INSTRUCTION: Copy the entries from the line with "target: snow on roof" through the end of the entries, swapping "outline" for "contour" and changing nothing else.

Dataset items:
....
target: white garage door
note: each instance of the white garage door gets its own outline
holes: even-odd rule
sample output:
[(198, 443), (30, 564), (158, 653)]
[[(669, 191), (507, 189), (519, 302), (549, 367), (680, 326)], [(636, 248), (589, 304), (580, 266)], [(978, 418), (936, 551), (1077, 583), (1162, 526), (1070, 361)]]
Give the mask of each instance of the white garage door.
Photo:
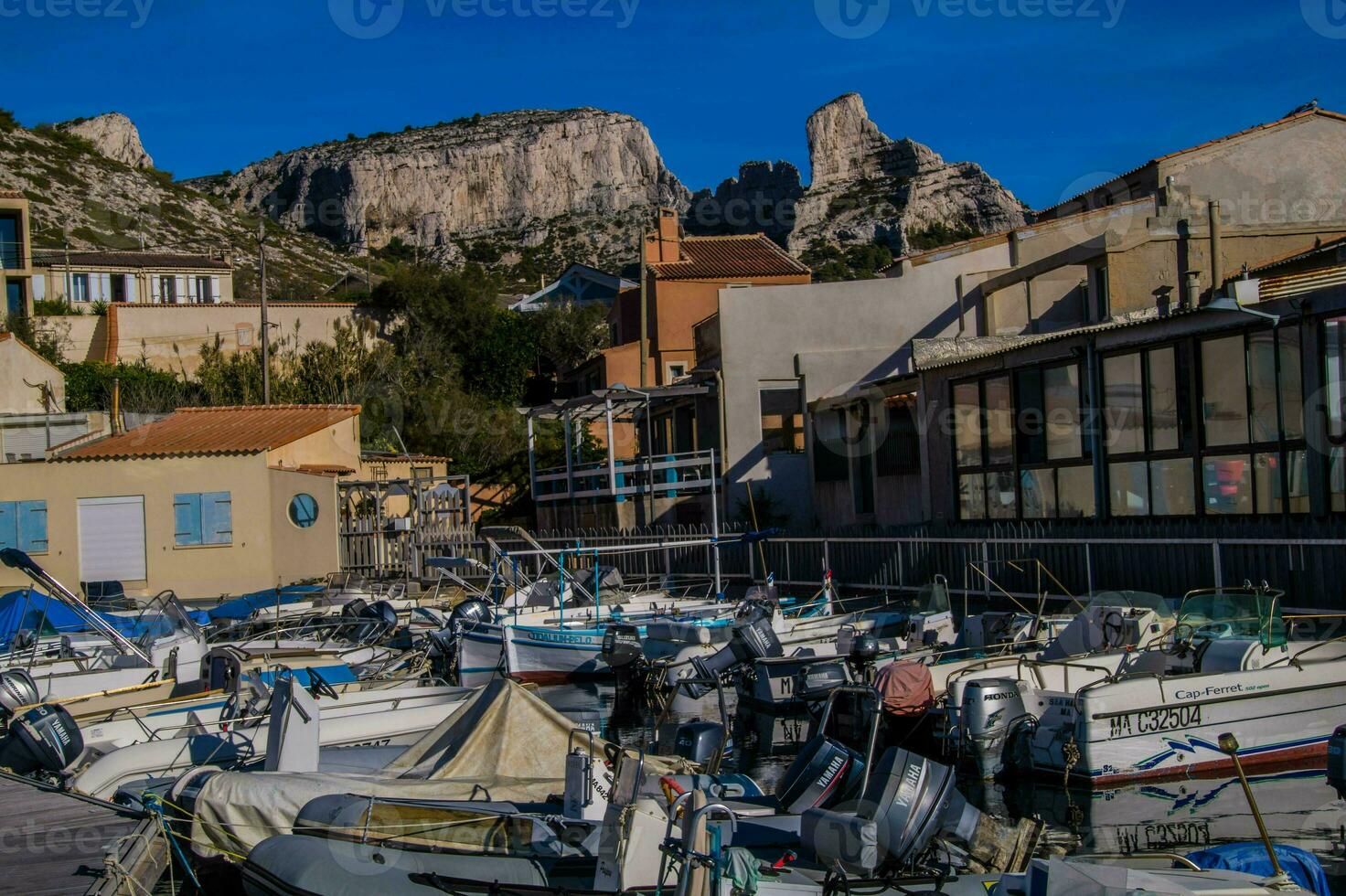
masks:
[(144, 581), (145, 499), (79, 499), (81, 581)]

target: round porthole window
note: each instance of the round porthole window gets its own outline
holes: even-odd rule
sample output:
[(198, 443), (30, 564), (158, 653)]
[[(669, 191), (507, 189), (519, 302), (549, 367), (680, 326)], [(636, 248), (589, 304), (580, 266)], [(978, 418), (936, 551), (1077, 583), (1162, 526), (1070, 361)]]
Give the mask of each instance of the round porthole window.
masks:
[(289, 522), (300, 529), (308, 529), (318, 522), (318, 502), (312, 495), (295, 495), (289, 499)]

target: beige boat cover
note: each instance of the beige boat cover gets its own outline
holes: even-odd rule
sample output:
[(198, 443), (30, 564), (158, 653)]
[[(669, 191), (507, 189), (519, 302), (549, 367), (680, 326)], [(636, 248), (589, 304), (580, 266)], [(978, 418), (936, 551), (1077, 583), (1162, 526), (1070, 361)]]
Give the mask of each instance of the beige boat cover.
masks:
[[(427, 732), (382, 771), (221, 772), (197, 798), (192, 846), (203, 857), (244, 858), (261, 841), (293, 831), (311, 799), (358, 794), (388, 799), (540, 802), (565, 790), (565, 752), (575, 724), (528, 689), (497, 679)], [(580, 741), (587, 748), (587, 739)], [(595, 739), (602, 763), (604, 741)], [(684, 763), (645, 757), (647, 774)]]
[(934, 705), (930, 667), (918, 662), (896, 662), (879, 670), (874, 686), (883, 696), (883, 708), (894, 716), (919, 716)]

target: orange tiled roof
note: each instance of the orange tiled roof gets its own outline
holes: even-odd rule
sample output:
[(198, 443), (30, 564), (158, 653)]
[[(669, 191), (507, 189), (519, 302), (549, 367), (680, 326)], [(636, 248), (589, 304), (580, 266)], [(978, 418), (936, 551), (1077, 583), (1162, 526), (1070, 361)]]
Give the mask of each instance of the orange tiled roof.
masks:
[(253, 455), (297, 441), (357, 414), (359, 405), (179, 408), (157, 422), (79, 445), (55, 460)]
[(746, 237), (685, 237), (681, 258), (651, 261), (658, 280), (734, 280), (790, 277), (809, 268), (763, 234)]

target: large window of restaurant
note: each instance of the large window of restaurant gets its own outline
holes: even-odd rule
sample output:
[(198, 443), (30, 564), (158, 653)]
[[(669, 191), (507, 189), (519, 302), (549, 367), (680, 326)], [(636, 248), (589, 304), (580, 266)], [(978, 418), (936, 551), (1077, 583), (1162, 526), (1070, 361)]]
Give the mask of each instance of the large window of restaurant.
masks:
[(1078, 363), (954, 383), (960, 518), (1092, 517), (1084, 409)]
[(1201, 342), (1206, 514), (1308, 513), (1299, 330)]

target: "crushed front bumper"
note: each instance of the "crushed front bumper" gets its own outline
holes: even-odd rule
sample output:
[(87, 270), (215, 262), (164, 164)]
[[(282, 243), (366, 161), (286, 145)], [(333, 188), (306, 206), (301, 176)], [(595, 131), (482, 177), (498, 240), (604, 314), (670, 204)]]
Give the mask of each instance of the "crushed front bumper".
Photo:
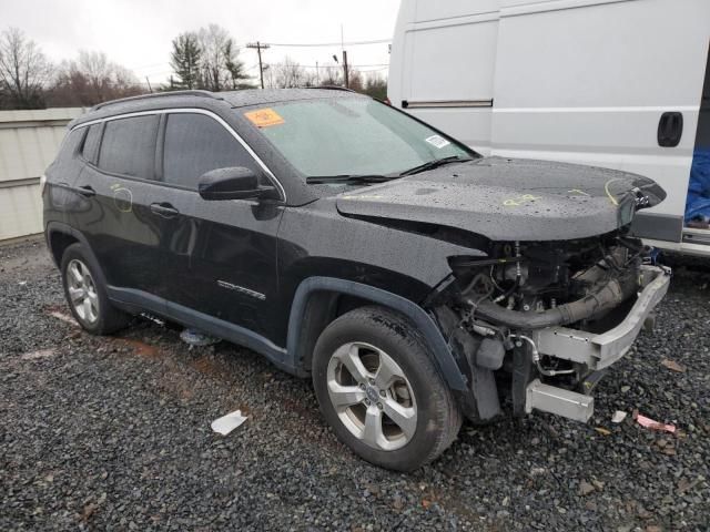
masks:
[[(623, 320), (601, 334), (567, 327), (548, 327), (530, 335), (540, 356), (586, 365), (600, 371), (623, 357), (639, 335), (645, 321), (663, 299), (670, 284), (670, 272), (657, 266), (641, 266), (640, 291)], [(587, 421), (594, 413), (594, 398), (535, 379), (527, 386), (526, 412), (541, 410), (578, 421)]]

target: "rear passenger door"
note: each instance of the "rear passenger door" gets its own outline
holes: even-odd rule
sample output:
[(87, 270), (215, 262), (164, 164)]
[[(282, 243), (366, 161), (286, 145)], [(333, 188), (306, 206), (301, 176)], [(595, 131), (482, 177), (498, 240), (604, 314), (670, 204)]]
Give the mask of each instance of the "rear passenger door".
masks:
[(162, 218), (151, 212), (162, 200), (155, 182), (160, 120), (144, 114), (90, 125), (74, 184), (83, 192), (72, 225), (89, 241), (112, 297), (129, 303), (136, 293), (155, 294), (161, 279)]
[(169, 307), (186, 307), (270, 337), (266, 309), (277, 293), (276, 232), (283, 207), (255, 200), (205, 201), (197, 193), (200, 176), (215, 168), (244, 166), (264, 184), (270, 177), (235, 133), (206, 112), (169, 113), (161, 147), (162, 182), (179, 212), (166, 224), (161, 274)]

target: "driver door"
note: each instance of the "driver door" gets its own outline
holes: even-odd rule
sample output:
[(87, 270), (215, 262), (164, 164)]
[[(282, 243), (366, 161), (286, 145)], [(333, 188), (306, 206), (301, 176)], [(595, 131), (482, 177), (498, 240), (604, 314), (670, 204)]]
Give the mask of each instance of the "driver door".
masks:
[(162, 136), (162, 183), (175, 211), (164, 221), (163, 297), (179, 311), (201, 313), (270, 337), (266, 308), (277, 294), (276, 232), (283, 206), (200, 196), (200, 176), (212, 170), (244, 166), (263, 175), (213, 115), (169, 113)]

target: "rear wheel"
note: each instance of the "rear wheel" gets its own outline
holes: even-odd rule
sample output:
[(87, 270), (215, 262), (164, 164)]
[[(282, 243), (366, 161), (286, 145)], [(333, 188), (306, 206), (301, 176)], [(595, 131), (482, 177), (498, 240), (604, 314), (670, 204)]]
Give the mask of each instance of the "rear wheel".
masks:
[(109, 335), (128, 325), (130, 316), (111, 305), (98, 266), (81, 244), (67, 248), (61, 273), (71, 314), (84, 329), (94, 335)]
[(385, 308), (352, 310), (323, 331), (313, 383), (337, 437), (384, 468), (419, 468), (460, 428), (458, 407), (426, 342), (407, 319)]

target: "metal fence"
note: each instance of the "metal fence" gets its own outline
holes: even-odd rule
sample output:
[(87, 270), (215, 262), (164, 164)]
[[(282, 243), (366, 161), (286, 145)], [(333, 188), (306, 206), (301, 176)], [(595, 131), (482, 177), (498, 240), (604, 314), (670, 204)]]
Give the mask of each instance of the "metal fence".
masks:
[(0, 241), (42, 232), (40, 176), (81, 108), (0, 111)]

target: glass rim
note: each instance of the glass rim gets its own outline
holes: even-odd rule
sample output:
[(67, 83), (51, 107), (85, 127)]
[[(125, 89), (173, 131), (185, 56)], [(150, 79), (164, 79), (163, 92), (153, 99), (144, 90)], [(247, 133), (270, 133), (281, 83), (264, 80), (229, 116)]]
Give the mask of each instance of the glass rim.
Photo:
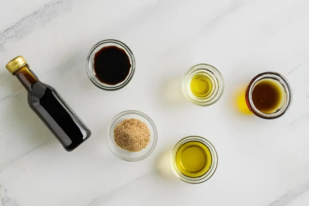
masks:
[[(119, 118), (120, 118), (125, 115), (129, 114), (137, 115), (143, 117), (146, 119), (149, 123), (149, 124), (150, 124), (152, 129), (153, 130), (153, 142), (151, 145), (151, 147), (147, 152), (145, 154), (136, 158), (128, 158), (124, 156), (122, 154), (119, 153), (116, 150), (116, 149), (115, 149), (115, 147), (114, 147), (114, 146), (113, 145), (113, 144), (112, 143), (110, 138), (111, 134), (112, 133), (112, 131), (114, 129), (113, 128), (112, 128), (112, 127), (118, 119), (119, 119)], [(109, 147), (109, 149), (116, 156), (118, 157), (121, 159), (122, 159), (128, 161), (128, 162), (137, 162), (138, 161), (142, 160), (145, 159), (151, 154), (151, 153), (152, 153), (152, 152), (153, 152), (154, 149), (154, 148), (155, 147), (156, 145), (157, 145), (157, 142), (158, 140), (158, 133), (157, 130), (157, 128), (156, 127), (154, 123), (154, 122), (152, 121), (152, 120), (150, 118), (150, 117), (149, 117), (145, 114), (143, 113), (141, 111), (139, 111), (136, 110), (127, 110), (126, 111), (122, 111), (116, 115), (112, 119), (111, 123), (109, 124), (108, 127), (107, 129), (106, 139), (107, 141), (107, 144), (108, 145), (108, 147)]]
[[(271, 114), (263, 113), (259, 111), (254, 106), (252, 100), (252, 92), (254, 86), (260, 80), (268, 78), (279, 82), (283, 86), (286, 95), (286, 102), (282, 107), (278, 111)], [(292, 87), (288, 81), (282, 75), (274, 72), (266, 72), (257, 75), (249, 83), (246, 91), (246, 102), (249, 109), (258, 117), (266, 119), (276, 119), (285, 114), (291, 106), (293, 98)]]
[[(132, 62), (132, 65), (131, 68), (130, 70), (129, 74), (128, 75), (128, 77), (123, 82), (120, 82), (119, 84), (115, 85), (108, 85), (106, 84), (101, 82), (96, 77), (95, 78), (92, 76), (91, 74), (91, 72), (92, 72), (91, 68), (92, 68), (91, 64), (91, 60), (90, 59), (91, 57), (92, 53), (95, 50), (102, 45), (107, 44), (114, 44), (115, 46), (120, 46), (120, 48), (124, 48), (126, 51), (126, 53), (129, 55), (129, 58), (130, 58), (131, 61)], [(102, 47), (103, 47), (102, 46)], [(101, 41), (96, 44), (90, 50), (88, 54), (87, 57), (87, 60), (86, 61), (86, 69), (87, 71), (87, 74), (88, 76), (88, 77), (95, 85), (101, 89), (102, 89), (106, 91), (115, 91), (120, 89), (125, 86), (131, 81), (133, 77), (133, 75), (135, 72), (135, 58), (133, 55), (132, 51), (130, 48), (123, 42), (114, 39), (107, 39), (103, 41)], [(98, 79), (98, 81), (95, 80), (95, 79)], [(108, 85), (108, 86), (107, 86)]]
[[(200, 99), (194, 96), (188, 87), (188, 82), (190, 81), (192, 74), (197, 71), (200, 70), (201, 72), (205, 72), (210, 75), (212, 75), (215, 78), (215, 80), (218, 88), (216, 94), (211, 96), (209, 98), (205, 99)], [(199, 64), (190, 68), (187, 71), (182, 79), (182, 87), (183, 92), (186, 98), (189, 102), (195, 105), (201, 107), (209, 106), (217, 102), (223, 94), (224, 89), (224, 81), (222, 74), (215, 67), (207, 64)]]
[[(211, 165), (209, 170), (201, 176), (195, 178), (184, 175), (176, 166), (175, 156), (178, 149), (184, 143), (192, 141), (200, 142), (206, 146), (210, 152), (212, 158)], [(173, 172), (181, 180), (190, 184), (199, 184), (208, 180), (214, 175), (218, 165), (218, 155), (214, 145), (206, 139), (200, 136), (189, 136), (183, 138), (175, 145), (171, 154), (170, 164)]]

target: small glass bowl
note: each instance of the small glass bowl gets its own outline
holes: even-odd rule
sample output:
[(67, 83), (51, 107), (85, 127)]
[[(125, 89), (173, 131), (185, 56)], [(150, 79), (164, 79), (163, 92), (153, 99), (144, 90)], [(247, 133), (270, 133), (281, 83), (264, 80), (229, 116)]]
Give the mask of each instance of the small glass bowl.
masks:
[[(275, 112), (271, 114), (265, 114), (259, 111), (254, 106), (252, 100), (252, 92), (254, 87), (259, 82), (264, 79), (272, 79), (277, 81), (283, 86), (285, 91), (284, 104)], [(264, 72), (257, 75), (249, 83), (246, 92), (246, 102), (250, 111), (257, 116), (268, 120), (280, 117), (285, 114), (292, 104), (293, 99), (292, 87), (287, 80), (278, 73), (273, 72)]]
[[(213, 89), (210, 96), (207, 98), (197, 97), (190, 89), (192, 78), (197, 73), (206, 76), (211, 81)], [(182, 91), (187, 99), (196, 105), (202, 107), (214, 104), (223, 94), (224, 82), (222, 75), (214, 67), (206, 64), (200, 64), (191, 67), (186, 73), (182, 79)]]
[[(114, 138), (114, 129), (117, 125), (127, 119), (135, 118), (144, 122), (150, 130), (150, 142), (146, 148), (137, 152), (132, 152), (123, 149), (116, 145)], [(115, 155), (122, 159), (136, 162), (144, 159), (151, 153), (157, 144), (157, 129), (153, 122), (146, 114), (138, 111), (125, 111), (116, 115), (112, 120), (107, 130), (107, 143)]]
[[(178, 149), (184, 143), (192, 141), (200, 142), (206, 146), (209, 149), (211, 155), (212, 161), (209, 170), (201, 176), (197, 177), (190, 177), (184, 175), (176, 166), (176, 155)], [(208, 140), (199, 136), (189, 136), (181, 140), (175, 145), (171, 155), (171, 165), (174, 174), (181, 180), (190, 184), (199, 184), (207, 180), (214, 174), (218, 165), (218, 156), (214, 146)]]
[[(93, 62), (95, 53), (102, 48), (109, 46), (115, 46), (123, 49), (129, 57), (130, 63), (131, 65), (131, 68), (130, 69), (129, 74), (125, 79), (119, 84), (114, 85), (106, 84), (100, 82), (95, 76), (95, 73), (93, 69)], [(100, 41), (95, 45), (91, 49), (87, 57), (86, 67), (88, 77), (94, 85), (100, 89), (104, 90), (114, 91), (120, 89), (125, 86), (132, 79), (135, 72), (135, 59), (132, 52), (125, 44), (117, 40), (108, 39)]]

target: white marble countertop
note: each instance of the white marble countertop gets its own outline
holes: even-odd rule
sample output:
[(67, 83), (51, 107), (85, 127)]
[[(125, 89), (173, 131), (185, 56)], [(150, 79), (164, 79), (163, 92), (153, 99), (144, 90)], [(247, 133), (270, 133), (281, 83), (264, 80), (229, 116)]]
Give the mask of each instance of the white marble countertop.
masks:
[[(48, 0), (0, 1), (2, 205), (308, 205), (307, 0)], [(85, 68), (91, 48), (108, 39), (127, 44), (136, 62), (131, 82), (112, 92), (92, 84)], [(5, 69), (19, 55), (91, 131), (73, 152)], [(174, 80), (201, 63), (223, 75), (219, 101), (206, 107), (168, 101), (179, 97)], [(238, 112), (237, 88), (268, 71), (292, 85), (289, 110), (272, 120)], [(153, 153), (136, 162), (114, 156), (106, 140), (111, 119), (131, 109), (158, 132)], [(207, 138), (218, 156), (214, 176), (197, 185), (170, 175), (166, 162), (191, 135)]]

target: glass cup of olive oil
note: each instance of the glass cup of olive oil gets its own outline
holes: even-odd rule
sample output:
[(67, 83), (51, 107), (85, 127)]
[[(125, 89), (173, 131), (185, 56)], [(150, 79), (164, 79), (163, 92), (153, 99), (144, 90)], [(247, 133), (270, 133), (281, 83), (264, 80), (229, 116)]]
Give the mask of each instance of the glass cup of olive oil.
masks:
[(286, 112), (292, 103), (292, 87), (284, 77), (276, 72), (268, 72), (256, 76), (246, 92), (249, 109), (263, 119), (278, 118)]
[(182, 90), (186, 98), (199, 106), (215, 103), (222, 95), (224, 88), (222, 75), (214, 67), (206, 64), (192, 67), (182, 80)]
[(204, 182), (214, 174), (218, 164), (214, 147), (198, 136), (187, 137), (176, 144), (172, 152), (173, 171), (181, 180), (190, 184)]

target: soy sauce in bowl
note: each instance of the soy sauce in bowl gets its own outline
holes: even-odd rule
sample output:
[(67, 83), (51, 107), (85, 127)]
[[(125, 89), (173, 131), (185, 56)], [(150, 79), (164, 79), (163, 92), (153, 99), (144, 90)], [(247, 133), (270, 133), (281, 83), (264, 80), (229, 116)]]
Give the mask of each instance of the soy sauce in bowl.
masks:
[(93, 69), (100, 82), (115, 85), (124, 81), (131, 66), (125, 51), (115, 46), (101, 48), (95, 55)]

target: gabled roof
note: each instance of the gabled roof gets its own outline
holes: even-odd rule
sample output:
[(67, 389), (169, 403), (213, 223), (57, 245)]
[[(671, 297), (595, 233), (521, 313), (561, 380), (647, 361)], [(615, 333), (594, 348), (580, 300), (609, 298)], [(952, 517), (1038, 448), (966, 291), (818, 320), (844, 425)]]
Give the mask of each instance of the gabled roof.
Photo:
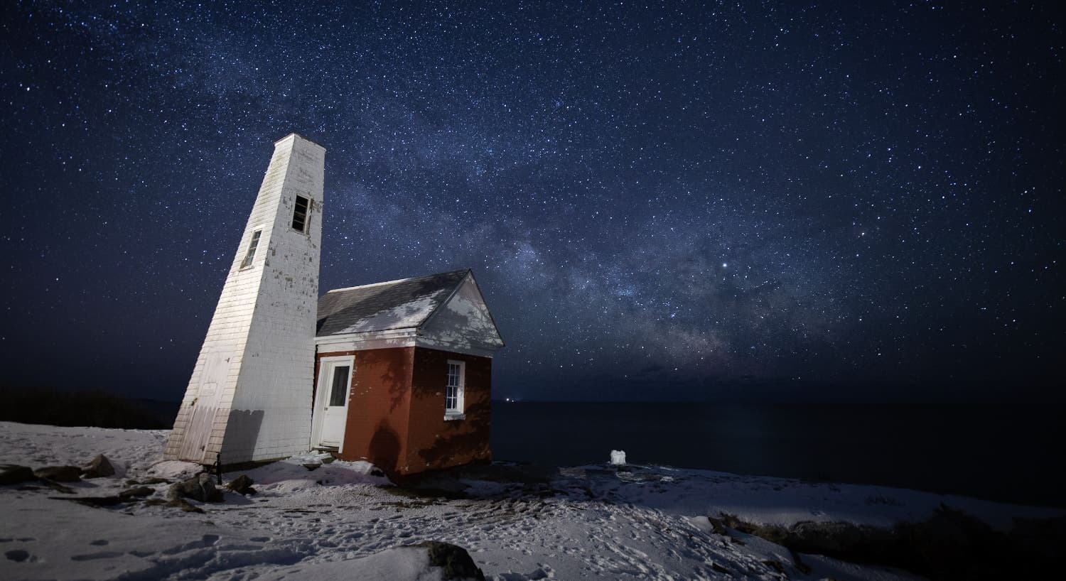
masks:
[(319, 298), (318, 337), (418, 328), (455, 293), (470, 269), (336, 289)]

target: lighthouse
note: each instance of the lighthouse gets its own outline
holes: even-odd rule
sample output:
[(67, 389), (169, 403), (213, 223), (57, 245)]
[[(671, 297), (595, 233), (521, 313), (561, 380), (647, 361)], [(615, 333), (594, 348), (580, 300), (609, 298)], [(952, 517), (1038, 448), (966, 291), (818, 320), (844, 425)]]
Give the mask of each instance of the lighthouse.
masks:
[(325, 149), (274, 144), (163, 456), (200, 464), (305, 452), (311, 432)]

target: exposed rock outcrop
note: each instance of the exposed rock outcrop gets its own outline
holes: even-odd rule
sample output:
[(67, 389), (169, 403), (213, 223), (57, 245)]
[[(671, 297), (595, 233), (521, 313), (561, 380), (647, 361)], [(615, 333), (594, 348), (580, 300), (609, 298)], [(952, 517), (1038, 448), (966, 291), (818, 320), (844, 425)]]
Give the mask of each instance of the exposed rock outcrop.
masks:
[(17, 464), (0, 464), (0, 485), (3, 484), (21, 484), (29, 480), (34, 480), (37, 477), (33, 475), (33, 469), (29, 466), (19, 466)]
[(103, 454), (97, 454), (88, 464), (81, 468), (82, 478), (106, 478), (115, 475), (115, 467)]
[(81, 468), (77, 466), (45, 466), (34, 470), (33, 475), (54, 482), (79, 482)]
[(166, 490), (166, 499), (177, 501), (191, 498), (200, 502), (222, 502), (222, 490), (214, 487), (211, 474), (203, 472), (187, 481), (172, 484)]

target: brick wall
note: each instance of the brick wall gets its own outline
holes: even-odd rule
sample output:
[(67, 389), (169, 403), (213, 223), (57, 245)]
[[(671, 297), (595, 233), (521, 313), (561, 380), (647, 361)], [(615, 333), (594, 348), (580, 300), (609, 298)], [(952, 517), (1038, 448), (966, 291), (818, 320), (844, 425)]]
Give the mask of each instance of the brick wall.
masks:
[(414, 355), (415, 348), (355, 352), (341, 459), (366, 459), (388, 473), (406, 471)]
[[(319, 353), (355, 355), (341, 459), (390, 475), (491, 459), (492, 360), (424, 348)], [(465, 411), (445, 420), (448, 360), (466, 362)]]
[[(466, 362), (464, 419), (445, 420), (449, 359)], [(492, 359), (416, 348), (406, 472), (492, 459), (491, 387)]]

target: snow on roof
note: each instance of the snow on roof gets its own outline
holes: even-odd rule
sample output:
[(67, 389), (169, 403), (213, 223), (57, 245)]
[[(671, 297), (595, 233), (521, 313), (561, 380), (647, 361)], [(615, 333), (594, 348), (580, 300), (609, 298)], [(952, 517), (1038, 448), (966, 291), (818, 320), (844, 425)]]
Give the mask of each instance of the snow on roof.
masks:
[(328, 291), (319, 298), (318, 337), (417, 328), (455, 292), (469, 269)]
....
WRITTEN RESPONSE:
target: snow on roof
note: each instance of the snow on roof gets its own contour
holes: even-odd rule
sample output:
[(67, 389), (169, 403), (213, 223), (57, 245)]
[[(671, 297), (595, 233), (521, 313), (561, 380), (647, 361)], [(615, 333), (594, 348), (580, 300), (609, 298)], [(952, 517), (1038, 448), (966, 291), (818, 320), (844, 425)]]
Give the mask of each instance of the snow on roof.
masks:
[(328, 291), (319, 298), (318, 337), (417, 328), (455, 292), (469, 269)]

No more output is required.